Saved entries

• • • •

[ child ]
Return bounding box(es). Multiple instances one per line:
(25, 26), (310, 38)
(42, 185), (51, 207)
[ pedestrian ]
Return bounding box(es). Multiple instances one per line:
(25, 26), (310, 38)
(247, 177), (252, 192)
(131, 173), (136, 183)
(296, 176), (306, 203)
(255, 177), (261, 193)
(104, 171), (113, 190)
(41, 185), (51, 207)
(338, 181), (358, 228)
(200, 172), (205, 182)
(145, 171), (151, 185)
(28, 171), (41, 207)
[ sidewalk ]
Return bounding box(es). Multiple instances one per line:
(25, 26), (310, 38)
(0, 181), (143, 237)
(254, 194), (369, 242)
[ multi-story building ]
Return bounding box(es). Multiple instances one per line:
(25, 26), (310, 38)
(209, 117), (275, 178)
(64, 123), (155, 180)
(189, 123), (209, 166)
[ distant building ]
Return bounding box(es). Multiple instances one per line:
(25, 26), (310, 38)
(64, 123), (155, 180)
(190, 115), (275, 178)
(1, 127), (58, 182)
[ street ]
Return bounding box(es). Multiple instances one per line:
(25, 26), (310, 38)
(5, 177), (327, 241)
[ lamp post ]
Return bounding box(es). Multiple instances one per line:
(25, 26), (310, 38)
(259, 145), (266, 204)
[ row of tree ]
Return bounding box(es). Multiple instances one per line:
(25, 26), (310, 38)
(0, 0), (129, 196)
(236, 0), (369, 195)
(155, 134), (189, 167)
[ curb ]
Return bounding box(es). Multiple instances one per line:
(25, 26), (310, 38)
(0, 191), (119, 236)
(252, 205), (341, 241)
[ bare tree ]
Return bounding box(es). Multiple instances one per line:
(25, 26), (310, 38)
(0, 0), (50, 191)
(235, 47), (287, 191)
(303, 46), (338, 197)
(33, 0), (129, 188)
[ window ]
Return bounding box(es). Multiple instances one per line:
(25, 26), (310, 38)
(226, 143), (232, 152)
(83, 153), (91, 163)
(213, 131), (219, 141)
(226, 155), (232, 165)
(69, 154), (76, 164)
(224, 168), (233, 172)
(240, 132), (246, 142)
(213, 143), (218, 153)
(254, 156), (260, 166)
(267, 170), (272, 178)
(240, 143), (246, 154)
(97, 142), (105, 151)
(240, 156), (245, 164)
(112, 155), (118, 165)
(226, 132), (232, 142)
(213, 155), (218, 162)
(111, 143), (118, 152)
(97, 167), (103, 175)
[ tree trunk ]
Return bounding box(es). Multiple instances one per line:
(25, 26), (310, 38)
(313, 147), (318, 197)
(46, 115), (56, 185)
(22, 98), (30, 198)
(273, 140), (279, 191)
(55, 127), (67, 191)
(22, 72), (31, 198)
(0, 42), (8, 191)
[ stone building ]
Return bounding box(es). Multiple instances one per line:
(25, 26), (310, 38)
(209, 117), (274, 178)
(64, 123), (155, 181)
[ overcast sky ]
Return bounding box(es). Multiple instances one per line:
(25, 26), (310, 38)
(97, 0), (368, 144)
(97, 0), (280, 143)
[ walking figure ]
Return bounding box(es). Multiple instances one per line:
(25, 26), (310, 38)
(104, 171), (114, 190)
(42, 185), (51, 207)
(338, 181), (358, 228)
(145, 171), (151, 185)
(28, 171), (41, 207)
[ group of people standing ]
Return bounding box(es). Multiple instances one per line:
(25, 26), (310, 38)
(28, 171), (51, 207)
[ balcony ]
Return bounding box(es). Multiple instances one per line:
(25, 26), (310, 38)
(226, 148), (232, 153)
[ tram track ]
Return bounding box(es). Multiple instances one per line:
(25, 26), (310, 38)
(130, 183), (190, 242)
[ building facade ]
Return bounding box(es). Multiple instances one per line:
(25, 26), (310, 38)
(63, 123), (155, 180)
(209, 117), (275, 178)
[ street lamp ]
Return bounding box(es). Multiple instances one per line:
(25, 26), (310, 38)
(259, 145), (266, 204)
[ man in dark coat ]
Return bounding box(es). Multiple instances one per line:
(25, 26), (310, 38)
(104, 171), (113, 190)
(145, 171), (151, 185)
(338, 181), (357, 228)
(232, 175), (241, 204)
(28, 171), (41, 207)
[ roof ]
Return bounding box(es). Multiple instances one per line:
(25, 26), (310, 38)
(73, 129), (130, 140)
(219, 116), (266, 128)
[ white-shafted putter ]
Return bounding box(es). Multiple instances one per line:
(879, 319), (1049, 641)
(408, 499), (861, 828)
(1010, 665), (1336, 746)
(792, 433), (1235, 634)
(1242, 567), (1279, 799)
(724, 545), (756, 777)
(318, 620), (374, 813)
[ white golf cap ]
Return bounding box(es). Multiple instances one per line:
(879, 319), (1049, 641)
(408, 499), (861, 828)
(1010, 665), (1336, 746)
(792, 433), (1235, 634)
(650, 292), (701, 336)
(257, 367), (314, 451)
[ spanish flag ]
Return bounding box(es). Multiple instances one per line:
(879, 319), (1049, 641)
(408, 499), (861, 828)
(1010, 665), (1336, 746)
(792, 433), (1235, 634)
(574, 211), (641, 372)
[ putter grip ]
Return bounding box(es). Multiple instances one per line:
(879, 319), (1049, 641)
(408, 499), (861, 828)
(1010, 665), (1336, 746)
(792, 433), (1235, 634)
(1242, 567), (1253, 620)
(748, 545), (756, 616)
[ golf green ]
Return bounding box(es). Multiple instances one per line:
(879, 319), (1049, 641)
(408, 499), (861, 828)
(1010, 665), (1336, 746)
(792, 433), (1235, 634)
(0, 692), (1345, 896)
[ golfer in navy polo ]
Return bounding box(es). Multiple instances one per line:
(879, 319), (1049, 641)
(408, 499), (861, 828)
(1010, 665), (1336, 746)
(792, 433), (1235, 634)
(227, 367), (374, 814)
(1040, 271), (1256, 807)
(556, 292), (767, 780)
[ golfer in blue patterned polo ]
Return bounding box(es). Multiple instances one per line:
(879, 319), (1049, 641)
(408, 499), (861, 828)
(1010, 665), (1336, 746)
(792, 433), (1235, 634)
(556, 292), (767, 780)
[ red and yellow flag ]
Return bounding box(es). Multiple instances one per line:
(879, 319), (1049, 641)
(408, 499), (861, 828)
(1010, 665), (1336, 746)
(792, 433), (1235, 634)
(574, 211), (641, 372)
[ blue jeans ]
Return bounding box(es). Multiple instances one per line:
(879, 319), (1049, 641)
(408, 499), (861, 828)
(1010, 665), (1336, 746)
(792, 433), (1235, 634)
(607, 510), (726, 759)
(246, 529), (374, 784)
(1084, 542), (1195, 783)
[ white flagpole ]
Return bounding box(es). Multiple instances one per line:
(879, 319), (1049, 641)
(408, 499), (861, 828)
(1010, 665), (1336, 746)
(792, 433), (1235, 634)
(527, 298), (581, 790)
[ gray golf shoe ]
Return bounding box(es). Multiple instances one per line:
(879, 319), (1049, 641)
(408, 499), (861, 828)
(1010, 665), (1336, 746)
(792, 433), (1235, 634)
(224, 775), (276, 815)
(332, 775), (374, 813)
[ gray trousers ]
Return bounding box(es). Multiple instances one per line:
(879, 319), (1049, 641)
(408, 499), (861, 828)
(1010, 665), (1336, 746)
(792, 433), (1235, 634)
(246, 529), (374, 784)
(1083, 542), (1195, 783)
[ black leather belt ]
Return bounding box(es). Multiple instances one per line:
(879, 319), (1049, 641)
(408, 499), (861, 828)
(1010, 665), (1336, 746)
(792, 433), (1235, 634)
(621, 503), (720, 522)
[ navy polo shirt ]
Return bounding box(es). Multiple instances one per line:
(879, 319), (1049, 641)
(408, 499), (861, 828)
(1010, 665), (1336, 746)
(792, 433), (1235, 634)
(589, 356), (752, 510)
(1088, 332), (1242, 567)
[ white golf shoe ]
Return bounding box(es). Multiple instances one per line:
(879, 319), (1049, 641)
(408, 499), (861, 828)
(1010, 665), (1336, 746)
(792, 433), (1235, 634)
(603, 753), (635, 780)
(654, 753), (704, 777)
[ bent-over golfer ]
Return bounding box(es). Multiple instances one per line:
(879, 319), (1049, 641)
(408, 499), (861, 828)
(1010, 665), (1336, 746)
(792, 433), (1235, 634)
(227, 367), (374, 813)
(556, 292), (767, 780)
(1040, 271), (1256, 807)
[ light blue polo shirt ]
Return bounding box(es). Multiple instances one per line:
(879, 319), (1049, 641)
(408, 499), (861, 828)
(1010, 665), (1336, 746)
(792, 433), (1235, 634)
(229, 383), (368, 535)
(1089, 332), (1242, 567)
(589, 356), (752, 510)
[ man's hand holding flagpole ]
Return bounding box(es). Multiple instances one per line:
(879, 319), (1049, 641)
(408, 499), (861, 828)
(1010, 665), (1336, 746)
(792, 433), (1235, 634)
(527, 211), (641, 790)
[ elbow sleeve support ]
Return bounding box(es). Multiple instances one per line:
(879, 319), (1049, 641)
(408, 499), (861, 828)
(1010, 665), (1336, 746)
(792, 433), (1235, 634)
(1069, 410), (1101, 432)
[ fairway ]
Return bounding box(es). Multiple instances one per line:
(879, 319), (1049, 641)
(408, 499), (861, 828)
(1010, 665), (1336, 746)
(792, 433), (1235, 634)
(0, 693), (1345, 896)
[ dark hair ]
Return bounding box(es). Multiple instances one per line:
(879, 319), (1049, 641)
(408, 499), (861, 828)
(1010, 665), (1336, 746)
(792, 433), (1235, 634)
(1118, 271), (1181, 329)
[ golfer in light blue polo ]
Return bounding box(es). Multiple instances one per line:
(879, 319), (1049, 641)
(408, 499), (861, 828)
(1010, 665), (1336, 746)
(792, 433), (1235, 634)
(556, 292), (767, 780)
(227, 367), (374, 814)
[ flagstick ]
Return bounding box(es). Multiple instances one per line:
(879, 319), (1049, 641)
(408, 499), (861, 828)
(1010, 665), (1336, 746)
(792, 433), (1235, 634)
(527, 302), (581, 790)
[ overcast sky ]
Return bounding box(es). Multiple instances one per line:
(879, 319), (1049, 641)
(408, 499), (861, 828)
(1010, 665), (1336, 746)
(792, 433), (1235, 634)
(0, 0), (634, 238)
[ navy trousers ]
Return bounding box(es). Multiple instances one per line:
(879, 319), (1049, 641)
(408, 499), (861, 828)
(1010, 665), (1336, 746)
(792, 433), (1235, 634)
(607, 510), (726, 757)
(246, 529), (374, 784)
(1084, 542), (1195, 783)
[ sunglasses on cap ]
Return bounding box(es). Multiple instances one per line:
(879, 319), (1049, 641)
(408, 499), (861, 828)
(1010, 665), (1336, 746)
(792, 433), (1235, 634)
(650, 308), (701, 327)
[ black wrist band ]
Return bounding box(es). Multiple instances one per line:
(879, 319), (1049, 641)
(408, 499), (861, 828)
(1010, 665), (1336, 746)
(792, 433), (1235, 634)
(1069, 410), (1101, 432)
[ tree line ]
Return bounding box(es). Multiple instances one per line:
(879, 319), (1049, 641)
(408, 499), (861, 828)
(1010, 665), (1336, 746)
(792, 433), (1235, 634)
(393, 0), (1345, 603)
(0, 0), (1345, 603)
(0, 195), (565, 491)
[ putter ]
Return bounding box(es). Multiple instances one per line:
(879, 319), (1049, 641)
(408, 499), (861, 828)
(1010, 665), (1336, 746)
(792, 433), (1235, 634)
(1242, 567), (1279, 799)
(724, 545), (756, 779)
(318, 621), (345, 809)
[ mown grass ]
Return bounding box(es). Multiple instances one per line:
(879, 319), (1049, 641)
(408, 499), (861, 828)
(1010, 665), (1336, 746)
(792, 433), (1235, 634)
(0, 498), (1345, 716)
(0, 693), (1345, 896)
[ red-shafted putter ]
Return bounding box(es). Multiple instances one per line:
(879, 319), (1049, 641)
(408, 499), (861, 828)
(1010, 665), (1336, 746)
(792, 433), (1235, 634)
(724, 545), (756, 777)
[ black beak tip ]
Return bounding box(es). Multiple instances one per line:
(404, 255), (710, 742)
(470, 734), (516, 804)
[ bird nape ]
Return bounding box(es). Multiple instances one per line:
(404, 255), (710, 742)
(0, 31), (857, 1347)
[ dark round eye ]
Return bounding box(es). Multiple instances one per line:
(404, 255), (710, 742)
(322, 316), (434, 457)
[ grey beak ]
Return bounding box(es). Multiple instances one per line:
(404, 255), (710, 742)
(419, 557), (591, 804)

• • • •

> GOAL: Return the lines of the records unchanged, starting at the line that contains "[ elbow sleeve support ]" and ending at the line that contains "(650, 308), (701, 327)", with both of those lines included.

> TASK RESULT:
[ elbow sleeve support ]
Return bounding box(es). Multiple instances one per line:
(879, 319), (1049, 641)
(408, 499), (861, 828)
(1010, 665), (1336, 746)
(792, 433), (1235, 634)
(1069, 410), (1101, 432)
[ fairway ]
Return bounding box(es). Multiple instances one per line:
(879, 319), (1049, 641)
(408, 499), (861, 828)
(1010, 665), (1336, 746)
(792, 433), (1235, 634)
(0, 693), (1345, 896)
[ dark hair ]
Return bounding box(es). Multiple instances one per line:
(879, 319), (1049, 641)
(408, 499), (861, 828)
(1010, 665), (1336, 746)
(792, 433), (1235, 634)
(1118, 271), (1181, 329)
[ golfer in light blue polo ]
Return bounding box(es). Multiple instances one per line:
(879, 319), (1049, 641)
(408, 499), (861, 828)
(1010, 665), (1336, 746)
(792, 433), (1235, 634)
(556, 292), (767, 780)
(227, 367), (374, 814)
[ flagstick ]
Return bounding box(es). Multiple instances one per line:
(879, 319), (1049, 641)
(408, 499), (861, 828)
(1010, 665), (1336, 746)
(792, 433), (1235, 634)
(527, 302), (581, 790)
[ overcast sky ]
Return bounding box(es). Multiple instances one per line:
(879, 319), (1049, 641)
(408, 499), (861, 828)
(1010, 665), (1336, 746)
(792, 433), (1235, 634)
(0, 0), (634, 238)
[ navy trousers ]
Return bounding box(es). Multiple instances one per line:
(879, 319), (1049, 641)
(408, 499), (861, 828)
(1010, 665), (1336, 746)
(792, 433), (1235, 634)
(607, 510), (726, 757)
(246, 529), (374, 784)
(1084, 542), (1195, 783)
[ sunglasses on cap ]
Return bounding box(es). Multiple instances one per line:
(879, 319), (1049, 641)
(408, 499), (861, 828)
(1010, 665), (1336, 746)
(792, 433), (1235, 634)
(650, 308), (701, 327)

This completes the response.